* **Quoted passage**
Content starts

Everyone is aware of the existences of the common sexually transmitted diseases. (The abbreviation is STD). However, most people try to ignore the consequences of unsafe sex. Now, we try to raise awareness of the possible outcomes that may follow a sexual encounter with someone who you don’t know for long enough.
One of the most frequently occurring STD is Chlamydia, which plays a significant role in the development of infertility.
Chlamydia differs from other bacteria. It’s replicating in cells like viruses. Therefore the detection is more difficult. A Chlamydia test has pivotal importance. Patients often experience minimal symptoms, while progressive inflammation occurs on the cervix, in the uterine cavity, and also in the uterine tube.
Most gynecologists recommend having a Chlamydia test every year for women who regularly change partners or have more than one sexual partner at a time. It is easy to pass on the infection to the sexual partner due to lack of symptoms. However, regular testing can prevent serious consequences. A test can detect Chlamydia infection.
What are the consequences of Chlamydia infection?
The consequences of a Chlamydia infection can be very severe. Even mild ovarian inflammation can lead to ovarian obstruction and infertility. Also, Chlamydia may cause acute pelvic inflammation, which may include yellowish, purulent discharge, lower abdominal pain, and fever. In more severe cases, Pelvic Inflammatory Disease can develop. In this case, the infection may cause serious damage to the ovaries.
What types of STDs are causing severe symptoms?
Unfortunately, Gonorrhea, which may resemble Chlamydia in its symptoms, can also cause serious problems. This infection also produces a yellowish discharge. The complications may include pelvic inflammation.
Although HPV (Human Papillomavirus) does not cause severe inflammation, it also has paramount importance as certain strains of HPV are responsible for the development of cervical cancer. The most suitable screening method is the combination of HPV and cervical cancer screening. If the HPV virulent strains are not present, the chance of developing cervical cancer is very low.

Content ends

* **Data section**
Content starts

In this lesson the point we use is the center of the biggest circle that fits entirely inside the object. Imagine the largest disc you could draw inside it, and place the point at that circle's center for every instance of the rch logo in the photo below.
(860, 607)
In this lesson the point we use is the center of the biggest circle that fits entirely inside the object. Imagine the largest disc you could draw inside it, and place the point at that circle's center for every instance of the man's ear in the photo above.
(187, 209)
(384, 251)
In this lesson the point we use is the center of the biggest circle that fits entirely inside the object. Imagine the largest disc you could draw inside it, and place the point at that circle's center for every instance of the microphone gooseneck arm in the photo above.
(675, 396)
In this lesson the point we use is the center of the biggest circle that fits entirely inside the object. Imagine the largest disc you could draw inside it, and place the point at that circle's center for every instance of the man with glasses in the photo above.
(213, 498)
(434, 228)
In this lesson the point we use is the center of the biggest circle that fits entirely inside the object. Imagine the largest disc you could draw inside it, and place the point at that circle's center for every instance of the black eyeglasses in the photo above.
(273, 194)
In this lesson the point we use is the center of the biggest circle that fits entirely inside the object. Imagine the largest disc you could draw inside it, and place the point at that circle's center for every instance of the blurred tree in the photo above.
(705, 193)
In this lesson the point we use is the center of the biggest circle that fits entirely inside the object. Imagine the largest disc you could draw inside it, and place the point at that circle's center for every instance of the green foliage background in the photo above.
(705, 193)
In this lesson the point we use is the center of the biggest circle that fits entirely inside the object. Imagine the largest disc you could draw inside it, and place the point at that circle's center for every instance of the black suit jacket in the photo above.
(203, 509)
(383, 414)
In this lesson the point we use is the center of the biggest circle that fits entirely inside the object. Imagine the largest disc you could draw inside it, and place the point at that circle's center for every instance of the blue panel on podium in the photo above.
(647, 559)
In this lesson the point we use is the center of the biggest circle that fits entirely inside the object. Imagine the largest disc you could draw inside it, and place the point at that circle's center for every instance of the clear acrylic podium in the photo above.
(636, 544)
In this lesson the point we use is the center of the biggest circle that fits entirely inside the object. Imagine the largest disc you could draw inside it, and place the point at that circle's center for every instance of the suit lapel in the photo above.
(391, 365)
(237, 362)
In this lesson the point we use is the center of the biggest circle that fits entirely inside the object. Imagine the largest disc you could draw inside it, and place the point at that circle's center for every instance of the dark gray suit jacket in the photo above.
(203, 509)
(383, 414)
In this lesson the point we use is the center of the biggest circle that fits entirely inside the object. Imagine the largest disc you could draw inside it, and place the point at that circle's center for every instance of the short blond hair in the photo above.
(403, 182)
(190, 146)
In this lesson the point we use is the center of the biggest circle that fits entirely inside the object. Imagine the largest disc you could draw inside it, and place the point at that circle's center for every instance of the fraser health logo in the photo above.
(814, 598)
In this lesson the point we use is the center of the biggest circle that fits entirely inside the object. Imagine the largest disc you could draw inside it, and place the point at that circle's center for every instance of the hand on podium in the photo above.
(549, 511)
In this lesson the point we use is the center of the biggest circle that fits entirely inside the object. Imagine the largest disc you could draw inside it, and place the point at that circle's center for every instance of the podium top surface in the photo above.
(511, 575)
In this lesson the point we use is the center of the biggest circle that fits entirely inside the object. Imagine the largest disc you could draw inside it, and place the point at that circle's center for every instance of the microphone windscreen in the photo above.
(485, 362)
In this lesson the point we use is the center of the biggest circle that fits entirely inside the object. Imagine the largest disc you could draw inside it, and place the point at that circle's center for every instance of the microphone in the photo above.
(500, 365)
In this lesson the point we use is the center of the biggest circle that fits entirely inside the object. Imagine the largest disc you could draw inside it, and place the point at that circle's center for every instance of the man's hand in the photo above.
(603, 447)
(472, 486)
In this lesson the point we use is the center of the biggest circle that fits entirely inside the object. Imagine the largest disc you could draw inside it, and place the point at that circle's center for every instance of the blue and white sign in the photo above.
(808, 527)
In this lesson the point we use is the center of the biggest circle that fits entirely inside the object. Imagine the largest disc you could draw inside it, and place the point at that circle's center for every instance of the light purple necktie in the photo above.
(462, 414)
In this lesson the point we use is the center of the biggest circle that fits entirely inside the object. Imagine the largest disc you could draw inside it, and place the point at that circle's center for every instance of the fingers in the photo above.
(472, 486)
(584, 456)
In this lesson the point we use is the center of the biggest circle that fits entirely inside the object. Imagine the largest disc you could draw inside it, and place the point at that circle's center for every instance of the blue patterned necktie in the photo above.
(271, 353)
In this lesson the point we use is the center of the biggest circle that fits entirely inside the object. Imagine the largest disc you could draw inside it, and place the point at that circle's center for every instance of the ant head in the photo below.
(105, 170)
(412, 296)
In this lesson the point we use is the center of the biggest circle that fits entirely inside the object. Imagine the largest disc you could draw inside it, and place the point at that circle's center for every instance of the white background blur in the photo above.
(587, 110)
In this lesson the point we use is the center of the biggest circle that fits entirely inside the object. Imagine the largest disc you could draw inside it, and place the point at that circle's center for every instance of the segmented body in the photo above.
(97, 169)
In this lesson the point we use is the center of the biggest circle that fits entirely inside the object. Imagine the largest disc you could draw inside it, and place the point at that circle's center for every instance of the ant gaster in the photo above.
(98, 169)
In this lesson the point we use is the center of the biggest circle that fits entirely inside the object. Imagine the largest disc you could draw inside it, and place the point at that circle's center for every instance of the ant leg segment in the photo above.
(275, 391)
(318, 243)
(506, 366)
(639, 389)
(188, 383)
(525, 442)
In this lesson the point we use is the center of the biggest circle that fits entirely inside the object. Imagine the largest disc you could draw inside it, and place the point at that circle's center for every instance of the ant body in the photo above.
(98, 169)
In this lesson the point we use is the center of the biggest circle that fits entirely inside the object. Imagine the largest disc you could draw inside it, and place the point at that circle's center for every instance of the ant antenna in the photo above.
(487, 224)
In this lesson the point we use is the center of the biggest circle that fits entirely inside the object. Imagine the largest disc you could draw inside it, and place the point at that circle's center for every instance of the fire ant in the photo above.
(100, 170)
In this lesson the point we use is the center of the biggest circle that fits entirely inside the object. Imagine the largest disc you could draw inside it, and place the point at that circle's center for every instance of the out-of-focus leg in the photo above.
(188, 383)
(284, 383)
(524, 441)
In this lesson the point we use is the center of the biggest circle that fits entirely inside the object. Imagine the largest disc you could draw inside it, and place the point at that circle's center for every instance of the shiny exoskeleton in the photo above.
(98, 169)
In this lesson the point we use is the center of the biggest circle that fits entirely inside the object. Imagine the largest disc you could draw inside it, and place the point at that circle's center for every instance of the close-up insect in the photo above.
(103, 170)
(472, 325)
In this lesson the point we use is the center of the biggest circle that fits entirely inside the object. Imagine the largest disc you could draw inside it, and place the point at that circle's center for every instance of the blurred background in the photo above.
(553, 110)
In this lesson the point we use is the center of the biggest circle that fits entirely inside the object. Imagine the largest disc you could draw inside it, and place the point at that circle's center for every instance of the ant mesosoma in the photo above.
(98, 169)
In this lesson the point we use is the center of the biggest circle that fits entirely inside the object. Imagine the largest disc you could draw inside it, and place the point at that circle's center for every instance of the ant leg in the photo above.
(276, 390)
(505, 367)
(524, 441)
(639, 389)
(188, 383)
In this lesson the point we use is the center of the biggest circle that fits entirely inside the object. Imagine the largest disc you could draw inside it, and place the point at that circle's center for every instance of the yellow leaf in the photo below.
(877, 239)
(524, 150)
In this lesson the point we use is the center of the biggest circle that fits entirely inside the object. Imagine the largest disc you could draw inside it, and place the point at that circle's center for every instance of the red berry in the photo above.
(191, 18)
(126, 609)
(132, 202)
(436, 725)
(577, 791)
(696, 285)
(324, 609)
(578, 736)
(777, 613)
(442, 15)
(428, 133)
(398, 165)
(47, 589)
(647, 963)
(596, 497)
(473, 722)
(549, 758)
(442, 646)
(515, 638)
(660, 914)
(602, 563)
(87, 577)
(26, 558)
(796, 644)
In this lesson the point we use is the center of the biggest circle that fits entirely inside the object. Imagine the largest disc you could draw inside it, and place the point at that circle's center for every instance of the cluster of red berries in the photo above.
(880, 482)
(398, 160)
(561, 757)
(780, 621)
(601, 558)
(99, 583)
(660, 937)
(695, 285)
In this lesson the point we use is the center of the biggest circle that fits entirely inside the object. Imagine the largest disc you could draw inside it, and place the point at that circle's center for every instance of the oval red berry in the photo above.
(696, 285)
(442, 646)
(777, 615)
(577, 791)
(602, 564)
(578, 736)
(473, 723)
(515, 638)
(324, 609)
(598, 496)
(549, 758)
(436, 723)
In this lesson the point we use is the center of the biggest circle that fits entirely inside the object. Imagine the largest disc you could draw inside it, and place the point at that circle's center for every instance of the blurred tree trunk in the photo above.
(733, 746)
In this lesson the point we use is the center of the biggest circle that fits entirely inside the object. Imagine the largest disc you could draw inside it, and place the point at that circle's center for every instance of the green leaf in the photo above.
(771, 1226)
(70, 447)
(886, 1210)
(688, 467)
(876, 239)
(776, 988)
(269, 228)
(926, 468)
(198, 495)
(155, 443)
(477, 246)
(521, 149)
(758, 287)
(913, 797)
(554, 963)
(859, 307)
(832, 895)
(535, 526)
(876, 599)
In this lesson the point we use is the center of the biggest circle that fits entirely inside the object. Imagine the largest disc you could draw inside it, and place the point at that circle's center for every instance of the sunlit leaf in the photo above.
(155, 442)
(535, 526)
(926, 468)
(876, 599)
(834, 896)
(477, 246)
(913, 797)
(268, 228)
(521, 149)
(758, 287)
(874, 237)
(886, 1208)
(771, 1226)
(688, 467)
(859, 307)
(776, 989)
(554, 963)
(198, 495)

Content ends

* **Try it**
Condense the paragraph of the text on sexually transmitted diseases that begins "Most gynecologists recommend" into a short bulleted list of its main facts.

* **Exercise result**
- Most gynecologists recommend a yearly Chlamydia test for women who regularly change partners or have more than one sexual partner at a time.
- Because symptoms are lacking, the infection passes easily to a sexual partner.
- Regular testing can prevent serious consequences.
- A test can detect Chlamydia infection.